Spatial annotation records:
## Begin
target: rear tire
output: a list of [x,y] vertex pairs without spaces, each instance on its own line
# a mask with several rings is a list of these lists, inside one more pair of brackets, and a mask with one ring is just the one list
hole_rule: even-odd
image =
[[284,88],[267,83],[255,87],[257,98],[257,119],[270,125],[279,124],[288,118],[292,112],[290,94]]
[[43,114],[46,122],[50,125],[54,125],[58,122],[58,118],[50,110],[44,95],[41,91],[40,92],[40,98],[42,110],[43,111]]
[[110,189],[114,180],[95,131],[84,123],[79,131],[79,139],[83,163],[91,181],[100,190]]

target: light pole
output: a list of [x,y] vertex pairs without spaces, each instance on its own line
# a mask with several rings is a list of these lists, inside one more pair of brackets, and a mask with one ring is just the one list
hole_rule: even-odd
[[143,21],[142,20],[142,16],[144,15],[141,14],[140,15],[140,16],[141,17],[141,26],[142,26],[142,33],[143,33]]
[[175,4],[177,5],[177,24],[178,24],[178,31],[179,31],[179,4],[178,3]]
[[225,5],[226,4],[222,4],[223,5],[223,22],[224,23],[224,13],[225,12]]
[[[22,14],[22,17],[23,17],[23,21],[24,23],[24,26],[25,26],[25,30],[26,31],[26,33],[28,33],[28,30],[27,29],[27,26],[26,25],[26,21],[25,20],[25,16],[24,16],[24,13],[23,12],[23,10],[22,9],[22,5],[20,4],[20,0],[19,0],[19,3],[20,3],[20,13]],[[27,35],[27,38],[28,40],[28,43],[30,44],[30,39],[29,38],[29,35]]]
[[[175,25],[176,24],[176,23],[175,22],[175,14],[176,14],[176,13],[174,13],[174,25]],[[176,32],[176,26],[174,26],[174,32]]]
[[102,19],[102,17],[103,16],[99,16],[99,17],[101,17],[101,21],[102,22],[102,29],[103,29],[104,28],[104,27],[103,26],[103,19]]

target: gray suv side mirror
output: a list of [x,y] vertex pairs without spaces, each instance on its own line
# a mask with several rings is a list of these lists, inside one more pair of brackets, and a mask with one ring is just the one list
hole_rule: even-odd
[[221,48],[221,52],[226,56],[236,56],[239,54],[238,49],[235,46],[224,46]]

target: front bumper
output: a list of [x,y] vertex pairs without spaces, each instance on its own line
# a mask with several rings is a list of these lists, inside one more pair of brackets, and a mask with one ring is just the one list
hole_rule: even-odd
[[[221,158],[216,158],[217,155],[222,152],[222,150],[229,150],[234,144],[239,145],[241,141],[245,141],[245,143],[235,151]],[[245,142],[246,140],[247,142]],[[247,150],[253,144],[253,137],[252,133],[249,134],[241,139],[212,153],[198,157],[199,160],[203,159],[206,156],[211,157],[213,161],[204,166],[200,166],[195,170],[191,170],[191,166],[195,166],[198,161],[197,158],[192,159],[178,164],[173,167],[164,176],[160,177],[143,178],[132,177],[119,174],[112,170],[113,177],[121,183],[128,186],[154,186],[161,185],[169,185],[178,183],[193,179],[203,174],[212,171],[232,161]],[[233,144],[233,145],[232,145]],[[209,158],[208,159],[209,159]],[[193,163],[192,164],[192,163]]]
## End
Problem statement:
Switch "even-odd" to "nonzero" in the material from the line with "target: gray suv side mirror" through the end, and give those lines again with nothing else changed.

Response to this task:
target: gray suv side mirror
output: a list of [x,y] vertex pairs without spaces, each instance on its own line
# a mask with several rings is a list of these lists, inside one more pair of brackets, and a mask with one ring is just the one list
hole_rule: nonzero
[[221,48],[221,52],[226,56],[236,56],[239,54],[238,49],[235,46],[224,46]]

target: front bumper
output: a list of [x,y] vertex pairs without spaces, each instance on its own line
# a mask with several rings is a list of these lists, inside one more pair of brackets, and a mask with one ring is just the one list
hole_rule: nonzero
[[[221,158],[216,158],[217,155],[222,152],[222,150],[229,150],[234,144],[239,145],[241,141],[245,141],[245,143],[235,151]],[[245,142],[246,140],[247,142]],[[247,150],[253,144],[253,137],[252,133],[249,134],[241,139],[212,153],[198,157],[199,160],[203,159],[206,156],[211,157],[213,161],[204,166],[200,166],[195,170],[191,170],[191,166],[195,166],[198,161],[197,158],[192,159],[178,164],[173,167],[164,176],[160,177],[143,178],[132,177],[119,174],[112,170],[113,177],[121,183],[128,186],[154,186],[161,185],[169,185],[178,183],[193,179],[203,174],[212,171],[232,161]],[[233,144],[233,145],[232,145]],[[209,158],[208,159],[209,159]],[[193,163],[192,164],[192,163]]]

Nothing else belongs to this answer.